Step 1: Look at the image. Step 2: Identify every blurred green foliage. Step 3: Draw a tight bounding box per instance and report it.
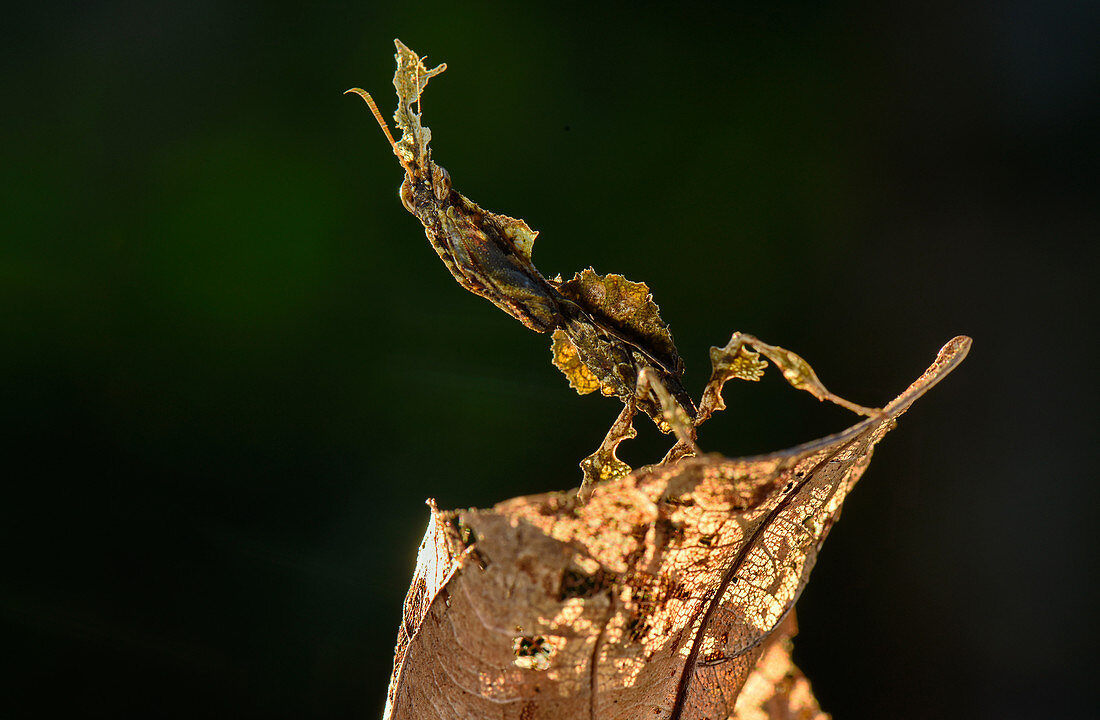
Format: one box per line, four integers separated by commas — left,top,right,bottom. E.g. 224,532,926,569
0,2,1100,718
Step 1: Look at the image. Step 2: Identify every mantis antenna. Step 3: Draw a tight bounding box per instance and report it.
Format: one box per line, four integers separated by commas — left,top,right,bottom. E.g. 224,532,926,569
344,88,414,177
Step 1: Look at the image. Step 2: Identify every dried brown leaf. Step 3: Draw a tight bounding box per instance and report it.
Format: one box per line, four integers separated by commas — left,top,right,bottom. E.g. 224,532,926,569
386,337,969,720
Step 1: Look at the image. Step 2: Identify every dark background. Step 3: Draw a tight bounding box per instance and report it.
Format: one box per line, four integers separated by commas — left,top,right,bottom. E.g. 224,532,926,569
0,0,1100,720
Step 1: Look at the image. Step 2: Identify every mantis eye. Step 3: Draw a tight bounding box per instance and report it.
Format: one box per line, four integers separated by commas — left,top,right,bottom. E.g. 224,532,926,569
397,177,416,214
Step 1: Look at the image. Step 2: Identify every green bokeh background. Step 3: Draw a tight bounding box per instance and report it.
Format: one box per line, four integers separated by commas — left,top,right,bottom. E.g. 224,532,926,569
0,0,1100,719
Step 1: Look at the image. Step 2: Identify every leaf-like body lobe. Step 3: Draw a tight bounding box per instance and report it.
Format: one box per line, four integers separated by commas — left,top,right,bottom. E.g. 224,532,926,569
385,337,969,720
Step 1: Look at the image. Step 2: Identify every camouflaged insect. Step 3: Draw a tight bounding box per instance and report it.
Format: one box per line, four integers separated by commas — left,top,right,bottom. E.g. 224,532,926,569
348,41,878,498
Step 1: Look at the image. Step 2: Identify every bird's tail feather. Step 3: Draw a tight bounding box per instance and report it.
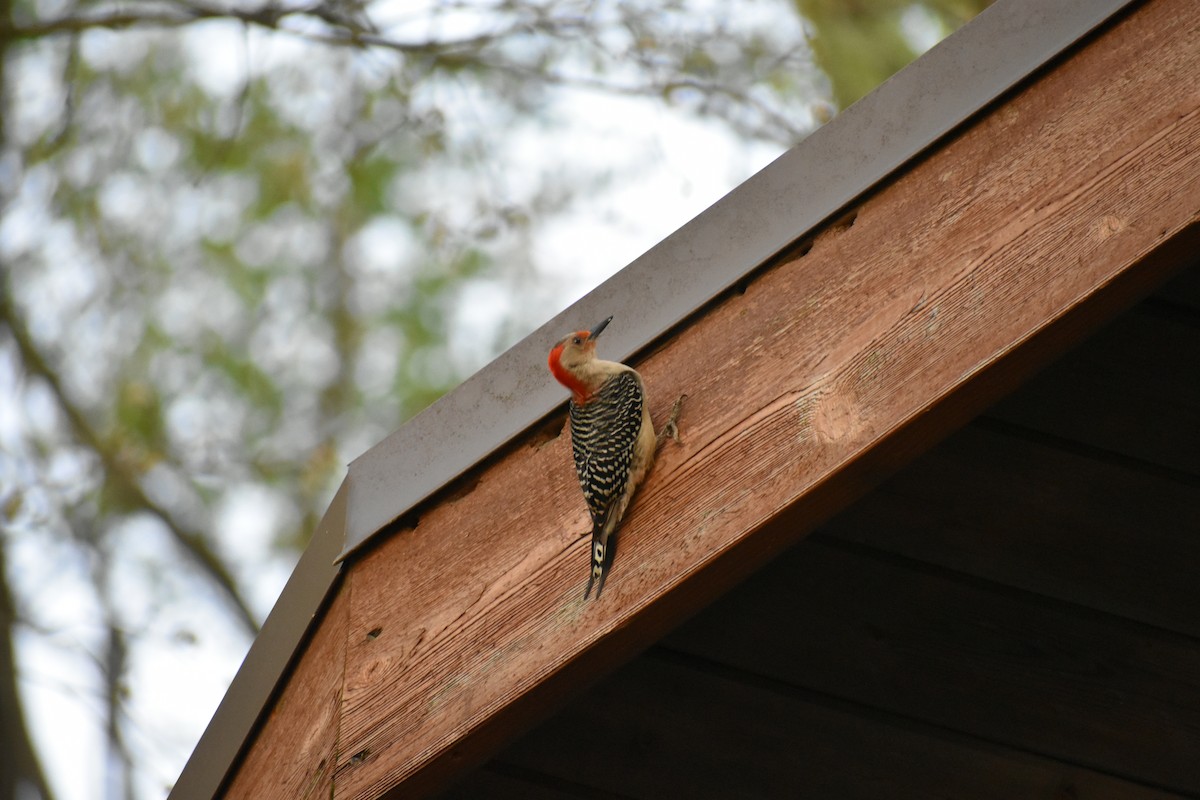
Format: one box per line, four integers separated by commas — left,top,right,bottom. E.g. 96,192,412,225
583,525,617,600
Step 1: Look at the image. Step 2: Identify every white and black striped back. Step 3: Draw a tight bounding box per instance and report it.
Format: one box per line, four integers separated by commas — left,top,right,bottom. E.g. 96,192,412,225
570,372,646,529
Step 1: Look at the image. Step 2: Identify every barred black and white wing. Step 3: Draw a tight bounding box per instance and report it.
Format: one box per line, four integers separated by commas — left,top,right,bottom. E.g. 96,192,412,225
570,372,646,597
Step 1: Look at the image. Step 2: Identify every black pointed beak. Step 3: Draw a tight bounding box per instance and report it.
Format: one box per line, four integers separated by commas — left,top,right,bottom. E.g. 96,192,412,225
588,317,612,339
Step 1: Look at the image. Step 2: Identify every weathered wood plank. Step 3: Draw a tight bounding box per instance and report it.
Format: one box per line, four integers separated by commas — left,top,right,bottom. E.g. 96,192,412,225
988,303,1200,477
475,654,1176,800
336,0,1200,798
223,584,350,800
818,419,1200,638
665,540,1200,796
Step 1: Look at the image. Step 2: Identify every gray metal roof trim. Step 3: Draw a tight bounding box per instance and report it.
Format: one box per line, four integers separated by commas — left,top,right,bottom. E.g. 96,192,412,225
338,0,1130,558
169,0,1134,800
168,481,348,800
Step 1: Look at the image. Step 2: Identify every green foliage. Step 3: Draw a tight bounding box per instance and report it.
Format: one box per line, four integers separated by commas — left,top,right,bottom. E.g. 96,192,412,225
796,0,992,108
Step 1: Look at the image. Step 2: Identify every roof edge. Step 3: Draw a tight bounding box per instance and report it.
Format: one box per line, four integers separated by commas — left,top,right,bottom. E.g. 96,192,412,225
338,0,1130,559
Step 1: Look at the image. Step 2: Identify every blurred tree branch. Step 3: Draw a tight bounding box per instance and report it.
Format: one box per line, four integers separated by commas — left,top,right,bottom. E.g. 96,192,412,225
0,291,259,636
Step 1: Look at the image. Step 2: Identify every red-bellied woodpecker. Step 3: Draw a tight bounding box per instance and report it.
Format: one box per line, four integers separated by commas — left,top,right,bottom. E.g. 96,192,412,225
550,317,684,600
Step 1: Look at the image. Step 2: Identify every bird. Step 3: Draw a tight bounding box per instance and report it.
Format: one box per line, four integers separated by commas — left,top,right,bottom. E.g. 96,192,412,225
548,317,686,600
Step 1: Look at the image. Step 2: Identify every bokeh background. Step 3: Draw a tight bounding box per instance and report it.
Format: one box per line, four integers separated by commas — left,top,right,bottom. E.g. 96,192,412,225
0,0,988,800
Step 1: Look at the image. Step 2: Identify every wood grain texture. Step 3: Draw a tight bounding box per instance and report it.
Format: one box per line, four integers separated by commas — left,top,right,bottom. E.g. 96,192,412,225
223,584,350,800
664,541,1200,796
335,0,1200,798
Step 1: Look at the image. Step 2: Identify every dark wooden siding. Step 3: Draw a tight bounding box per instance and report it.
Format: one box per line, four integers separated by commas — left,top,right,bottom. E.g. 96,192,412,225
451,267,1200,799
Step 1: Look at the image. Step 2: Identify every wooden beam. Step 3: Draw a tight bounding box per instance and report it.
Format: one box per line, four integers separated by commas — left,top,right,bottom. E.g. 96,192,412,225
220,0,1200,799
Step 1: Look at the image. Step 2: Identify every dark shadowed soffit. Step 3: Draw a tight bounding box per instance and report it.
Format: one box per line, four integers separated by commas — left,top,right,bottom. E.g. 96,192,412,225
170,0,1130,800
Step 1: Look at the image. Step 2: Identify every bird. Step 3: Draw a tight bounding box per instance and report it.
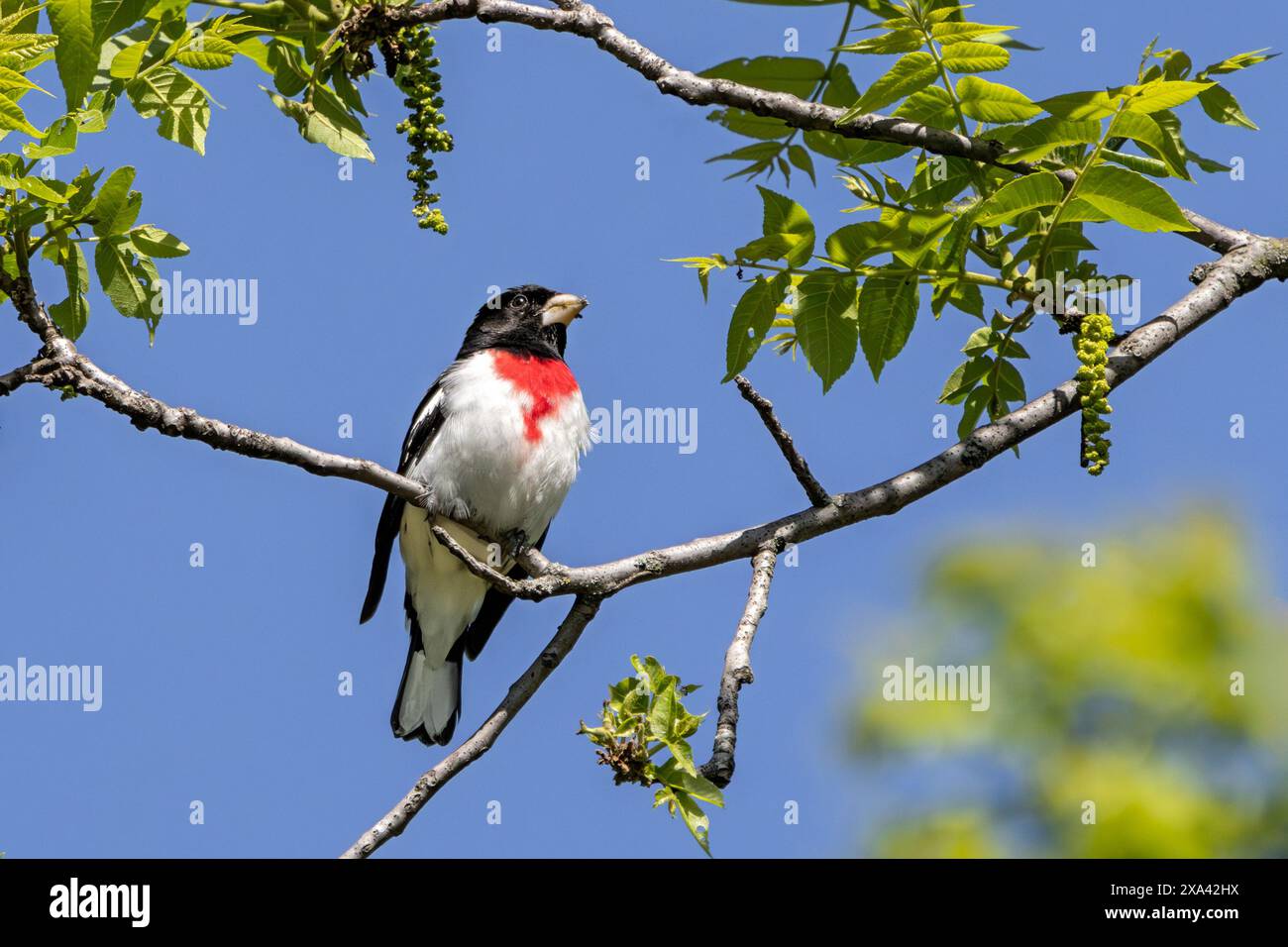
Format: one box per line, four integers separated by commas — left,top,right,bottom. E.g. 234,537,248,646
360,283,590,745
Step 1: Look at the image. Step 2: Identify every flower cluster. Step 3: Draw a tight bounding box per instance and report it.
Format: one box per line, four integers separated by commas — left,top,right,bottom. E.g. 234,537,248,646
390,25,452,233
1073,313,1115,476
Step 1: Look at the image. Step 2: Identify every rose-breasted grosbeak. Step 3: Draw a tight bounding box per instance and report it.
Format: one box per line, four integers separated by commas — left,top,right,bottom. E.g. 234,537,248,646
360,286,590,743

▶ [Stated problem]
Rename "antenna" to "feeler" in the data, starting with the first line and going on through the line with "386,337,969,720", and give back only those lines with nothing else changed. Leave the pictures out.

▶ [Result for this task]
Step 1: Look at the image. Step 2: Identify every blurred green foliage. Step 3: Draw a tight bounding box per instance and report it.
Format: one box per line, four integers separated by commas — left,top,right,bottom. E.g. 224,532,926,569
0,2,1100,718
Step 1: Look at the image. Step 2: Identify every mantis feeler. Step 3: Draw a tight bounding box per instance and report it.
Format: one box per line, four integers separated by commas — left,top,right,bottom. E.g. 224,532,926,569
344,88,414,177
Step 1: Look at the image. Step 2: Identify every dried brown leaf. Step 3: Draw a tight bounding box per instance and report it.
Format: one box per line, four integers separated by commas — left,top,right,bottom. E.g. 224,532,926,569
386,337,969,720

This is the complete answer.